• _CONSEGNA SCRITTA_: Filtra l'elenco qui sotto e copia ogni riga che contiene la stringa "golden". Le maiuscole e le minuscole contano.

• _ELENCO RIPORTATO_:
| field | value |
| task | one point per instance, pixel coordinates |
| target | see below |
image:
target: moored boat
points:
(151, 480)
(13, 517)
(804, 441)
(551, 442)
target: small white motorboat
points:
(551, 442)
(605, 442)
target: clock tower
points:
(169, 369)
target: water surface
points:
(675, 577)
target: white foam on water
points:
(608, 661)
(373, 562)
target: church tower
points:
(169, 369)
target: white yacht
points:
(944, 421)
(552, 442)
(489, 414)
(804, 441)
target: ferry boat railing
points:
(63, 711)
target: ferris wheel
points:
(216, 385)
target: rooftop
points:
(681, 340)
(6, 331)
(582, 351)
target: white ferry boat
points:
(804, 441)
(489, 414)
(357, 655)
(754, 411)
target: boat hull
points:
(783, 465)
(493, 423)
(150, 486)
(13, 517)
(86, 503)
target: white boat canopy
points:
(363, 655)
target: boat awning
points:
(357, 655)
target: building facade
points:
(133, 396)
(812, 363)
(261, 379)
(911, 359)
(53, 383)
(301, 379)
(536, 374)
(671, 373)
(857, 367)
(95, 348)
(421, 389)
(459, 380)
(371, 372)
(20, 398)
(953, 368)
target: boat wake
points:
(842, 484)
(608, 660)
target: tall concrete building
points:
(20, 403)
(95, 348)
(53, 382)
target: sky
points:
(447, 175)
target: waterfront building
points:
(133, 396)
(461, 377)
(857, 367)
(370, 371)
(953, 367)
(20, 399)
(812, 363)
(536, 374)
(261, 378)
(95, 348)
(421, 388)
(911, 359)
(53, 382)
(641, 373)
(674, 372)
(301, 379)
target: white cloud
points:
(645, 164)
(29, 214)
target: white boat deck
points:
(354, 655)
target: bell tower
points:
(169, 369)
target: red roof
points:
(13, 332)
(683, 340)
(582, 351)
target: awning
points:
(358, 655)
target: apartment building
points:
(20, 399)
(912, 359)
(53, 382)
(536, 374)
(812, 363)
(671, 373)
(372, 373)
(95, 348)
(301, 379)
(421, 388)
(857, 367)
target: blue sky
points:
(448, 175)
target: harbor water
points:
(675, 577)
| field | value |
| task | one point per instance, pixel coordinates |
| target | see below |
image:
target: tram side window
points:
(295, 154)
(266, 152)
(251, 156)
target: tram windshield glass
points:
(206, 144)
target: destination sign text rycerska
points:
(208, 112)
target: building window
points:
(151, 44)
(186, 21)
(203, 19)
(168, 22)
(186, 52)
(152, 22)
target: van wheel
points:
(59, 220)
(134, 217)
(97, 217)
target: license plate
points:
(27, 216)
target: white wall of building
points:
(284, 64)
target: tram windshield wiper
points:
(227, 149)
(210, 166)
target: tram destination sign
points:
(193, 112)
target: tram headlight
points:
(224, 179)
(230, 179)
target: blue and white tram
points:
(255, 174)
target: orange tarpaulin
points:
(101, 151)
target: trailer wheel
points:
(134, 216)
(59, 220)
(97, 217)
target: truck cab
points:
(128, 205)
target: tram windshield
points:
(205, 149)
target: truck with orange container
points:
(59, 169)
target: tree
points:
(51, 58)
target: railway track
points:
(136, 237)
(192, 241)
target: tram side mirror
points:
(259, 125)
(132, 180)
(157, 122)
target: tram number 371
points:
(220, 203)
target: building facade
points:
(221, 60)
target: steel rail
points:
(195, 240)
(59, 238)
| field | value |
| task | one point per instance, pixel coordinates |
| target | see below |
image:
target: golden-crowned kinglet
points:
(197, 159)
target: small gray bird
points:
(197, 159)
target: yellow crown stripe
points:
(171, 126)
==
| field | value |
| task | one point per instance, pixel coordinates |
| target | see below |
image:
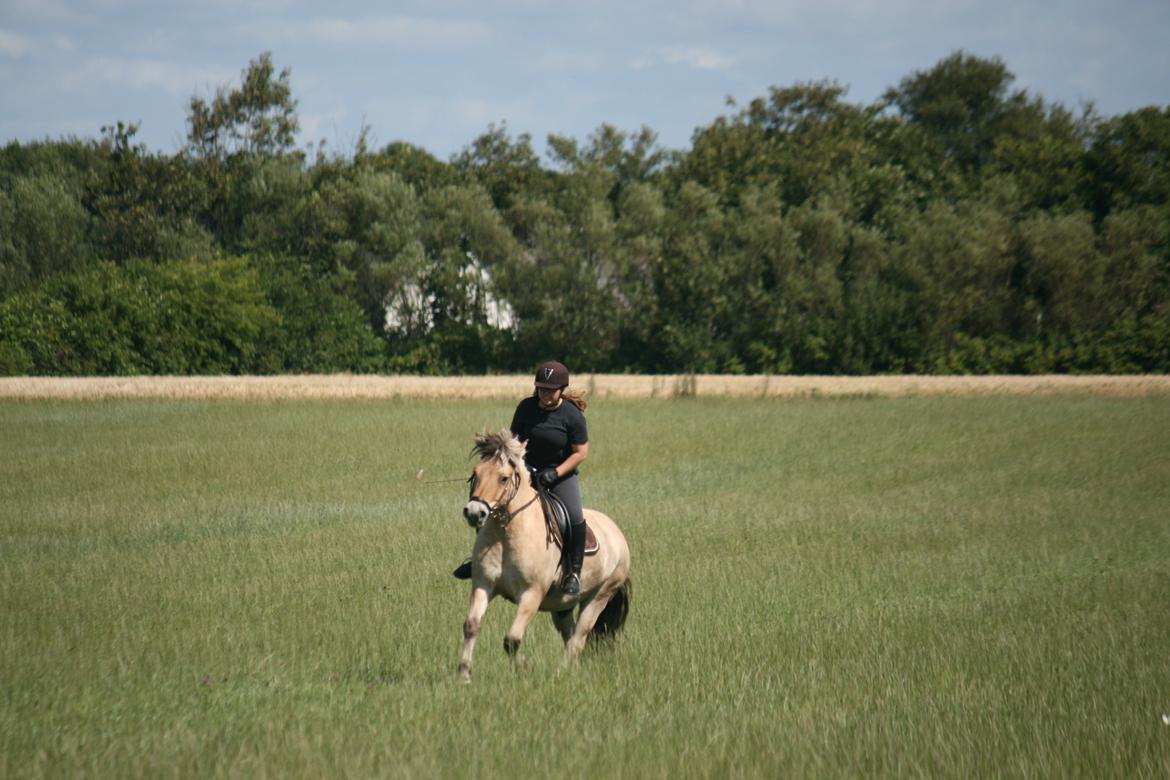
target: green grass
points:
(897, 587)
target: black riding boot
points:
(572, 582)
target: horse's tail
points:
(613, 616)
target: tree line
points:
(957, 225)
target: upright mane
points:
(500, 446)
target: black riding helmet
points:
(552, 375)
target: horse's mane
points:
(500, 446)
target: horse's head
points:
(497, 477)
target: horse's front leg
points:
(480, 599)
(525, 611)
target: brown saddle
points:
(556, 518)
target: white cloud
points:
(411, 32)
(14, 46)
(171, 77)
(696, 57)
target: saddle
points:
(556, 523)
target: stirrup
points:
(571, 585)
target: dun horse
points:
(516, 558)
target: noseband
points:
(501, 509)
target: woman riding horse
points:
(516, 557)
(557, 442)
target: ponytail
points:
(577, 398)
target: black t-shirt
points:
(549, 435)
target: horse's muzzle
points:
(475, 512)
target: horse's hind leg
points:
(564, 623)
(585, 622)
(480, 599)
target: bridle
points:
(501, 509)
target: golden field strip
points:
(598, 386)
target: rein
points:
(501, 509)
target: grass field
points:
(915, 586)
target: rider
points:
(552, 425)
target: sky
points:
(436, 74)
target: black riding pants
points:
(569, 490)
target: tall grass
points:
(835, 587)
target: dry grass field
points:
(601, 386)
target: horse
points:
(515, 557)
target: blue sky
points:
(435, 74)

• _RISULTATO SEGUENTE_:
target: golden-crowned kinglet
target: golden field strip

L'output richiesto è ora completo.